• **EXERCISE TASK**: Please rewrite the part of the listing below that opens with the line containing "marking the distant" and runs through the end of the listing, replacing "lamp post" with "street lamp" and leaving everything else unchanged.

• **Object point labels**:
——————————

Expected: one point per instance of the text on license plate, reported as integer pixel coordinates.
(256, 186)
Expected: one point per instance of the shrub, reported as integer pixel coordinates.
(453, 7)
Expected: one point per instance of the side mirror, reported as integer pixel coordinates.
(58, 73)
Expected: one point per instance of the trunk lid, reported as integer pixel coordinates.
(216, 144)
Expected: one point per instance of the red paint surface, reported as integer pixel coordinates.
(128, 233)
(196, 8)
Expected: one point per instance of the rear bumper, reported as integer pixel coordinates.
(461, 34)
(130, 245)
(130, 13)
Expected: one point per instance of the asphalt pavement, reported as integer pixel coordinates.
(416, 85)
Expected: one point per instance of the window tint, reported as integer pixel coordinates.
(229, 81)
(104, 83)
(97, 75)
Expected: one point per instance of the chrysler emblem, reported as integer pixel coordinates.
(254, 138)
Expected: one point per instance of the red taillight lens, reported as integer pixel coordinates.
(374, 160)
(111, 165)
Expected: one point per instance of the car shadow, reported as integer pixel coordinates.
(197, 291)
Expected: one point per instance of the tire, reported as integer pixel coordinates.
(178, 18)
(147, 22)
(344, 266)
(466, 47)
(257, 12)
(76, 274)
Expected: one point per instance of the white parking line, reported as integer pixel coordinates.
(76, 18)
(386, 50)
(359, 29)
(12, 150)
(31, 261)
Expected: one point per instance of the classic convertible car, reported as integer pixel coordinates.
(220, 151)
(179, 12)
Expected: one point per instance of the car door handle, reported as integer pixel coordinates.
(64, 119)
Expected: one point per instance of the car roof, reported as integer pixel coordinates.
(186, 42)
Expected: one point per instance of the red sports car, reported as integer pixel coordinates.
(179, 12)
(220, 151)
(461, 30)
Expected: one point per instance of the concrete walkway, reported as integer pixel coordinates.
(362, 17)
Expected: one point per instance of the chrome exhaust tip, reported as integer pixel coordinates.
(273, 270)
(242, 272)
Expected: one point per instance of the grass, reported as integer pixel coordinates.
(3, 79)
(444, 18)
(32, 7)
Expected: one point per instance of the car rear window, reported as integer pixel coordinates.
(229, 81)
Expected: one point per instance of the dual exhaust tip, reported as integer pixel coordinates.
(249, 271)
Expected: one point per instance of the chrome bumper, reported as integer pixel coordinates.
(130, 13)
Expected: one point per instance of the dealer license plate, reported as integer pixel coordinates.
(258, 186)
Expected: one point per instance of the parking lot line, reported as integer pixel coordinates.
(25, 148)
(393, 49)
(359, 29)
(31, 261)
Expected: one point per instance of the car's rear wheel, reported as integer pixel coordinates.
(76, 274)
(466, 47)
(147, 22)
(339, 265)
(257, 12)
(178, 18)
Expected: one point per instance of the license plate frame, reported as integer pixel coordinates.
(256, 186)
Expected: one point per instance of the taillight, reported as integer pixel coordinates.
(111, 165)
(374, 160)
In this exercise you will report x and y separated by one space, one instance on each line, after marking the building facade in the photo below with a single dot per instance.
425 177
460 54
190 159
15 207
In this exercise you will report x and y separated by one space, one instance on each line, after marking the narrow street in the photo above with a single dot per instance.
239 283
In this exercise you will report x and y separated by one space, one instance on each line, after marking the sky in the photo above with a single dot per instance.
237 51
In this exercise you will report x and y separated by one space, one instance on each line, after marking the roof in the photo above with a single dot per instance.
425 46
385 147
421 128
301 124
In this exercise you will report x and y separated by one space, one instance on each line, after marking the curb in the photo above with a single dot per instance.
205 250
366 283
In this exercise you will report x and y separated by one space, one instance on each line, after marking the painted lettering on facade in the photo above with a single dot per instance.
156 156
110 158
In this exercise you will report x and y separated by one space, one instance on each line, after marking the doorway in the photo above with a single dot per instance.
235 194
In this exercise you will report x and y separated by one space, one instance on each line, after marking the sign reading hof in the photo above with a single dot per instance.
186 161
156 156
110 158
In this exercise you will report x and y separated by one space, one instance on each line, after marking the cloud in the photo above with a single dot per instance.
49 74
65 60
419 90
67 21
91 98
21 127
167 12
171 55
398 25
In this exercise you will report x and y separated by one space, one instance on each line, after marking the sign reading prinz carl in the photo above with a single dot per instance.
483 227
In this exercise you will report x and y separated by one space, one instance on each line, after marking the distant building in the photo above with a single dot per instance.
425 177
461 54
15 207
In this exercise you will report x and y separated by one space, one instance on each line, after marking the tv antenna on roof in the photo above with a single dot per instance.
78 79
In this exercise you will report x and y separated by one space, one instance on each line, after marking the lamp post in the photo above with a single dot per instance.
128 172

——————————

• **RESULT OF THIS TASK**:
In this exercise you will report x and y separated by one space, one instance on each line, after marking the distant building in the photo above with a single dot per instance.
425 177
461 54
15 207
In this exercise you will report x and y separated by one space, one instance on each line, after marking the tv antenna on roof in the photo above with a single dot per instance.
78 79
In this exercise you will report x and y separated by one space, one instance on each line, after marking the street lamp in the photo above with a single dot per instance.
128 172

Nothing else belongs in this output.